Which MVP has two thumbs and a Hadoop certification?

This guy has two thumbs and an obsession with Hadoop.

How I’m Using Hadoop and Hive

“What kind of information gold mine are we sitting on?” That’s the question one of our clients was asking themselves earlier this year. The client had been tracking user’s search parameters for several years. Over time the data grew to where it was impossible to query the search logs without bringing the line of business application to its knees. Faced with the prospect of buying a second SQL Server for analytics, they were considering trimming data out of the logging database.

When I sat down with the client, they said “We want to get a better understanding of how users are interacting with the site, the types of searches being performed, and uncover richer information around product pricing. We just can’t answer these questions right now.” I talked through different options like a relational data warehouse or SQL Server Analysis Services before we settled on using Hive hosted in Amazon’s Elastic MapReduce (EMR). Using Hive hosted in Elastic MapReduce lets the business meet their goals while minimizing costs – the entire Hive cluster is turned off once data processing is done.

Money is important to businesses – everyone wants more of it and nobody wants to spend any of it. When faced with the idea of buying a second server, a second SQL Server license, and a second set of really fast disks, the client balked. By using Hive hosted on EMR we are able to run the data warehouse on demand and only pay for the resources used – this keeps costs under $200 per month.

How I Approach An Engagement

I love new technology, but that doesn’t mean I view it as a cure all. As I worked with the client, we worked together to understanding the data and the business’s questions before proposing a solution. One of the most important parts of our conversation was focusing the scope of questions into different buckets – the majority of the questions were traditional data warehouse queries.

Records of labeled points
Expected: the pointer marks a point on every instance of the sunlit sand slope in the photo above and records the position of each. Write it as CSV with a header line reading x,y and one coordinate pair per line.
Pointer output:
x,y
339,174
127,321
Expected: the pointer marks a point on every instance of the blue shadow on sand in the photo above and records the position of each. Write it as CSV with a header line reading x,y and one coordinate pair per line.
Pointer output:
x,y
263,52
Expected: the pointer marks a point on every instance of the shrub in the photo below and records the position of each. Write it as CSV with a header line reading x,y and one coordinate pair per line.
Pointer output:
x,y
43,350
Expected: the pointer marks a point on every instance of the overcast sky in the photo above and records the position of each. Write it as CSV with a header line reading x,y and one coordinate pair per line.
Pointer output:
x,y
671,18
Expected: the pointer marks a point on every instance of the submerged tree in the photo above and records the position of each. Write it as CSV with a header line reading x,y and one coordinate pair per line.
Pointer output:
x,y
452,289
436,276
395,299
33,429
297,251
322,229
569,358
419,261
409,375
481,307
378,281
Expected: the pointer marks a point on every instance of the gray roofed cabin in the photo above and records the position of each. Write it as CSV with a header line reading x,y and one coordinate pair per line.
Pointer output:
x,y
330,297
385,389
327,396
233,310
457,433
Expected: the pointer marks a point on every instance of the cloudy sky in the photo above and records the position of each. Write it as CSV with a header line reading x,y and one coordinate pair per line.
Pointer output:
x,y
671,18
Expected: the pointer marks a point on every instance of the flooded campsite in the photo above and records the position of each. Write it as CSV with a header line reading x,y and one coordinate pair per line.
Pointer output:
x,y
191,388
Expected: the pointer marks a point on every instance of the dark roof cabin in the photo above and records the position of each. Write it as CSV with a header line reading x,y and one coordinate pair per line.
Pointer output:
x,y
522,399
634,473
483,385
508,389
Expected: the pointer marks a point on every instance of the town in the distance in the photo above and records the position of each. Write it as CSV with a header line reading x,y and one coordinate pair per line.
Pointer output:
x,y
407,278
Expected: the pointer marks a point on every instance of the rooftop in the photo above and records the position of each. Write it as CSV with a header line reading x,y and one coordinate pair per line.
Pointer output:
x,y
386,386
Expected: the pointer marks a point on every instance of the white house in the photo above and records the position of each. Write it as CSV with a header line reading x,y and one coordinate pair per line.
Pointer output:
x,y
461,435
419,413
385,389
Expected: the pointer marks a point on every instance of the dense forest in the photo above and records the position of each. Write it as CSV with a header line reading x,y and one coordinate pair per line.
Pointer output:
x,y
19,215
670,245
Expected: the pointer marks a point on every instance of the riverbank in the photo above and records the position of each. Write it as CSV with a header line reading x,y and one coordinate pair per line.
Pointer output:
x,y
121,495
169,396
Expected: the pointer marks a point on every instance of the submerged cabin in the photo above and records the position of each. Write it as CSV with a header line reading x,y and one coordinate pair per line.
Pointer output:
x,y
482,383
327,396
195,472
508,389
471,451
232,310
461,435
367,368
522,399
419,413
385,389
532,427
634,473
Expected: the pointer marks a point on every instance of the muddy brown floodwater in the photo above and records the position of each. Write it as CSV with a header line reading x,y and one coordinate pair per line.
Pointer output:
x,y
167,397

▸ To do
**a)** In the post on Hadoop and Hive, what purchases did the client balk at making? List each one.
**b)** Pick up the post on using Hadoop and Hive after its final sentence and keep writing it.
The listing comes from a different source than the post on Hadoop and Hive.

▸ Responses per task
**a)**
- A second server
- A second SQL Server license
- A second set of really fast disks

**b)**
When we began the process, we used a list of questions to kick off our investigation.

  • What are the current problems you have querying this data?
  • Just how much data are we talking about?
  • What types of queries do you need to answer?
  • How does this data interact with the rest of your data?
  • How will this data be consumed?
  • What does your team’s skill set look like?

Once we went through the list of questions, I took the client’s requirements and technical experience and used that to find the best fit product for the business. In this case, the solution was Hive running on top of Elastic MapReduce. I discussed the pros and cons of the approach and once I had the go ahead on a technology choice, I started building a prototype of the data warehouse that the business could continue to build on using their existing querying skills, without having to learn new technologies and platforms.

How I Can Help You

In this case, I was able to help a business get started on the Hadoop platform using Hive. If your company is like most companies, you’re probably asking yourself questions like “Is Hadoop or Hive right for us?”, “How could we get started with this project?”, or “How would Hadoop or Hive fit into our current environment?” This is where I can help out – I will work with your team and create a plan that meets your goals, works with the existing skills and technology that you have on hand, and create a high level road map. I can even help you prototype your first system using less than $200 in computing time in Amazon, no servers required. Contact me to set up a time to talk.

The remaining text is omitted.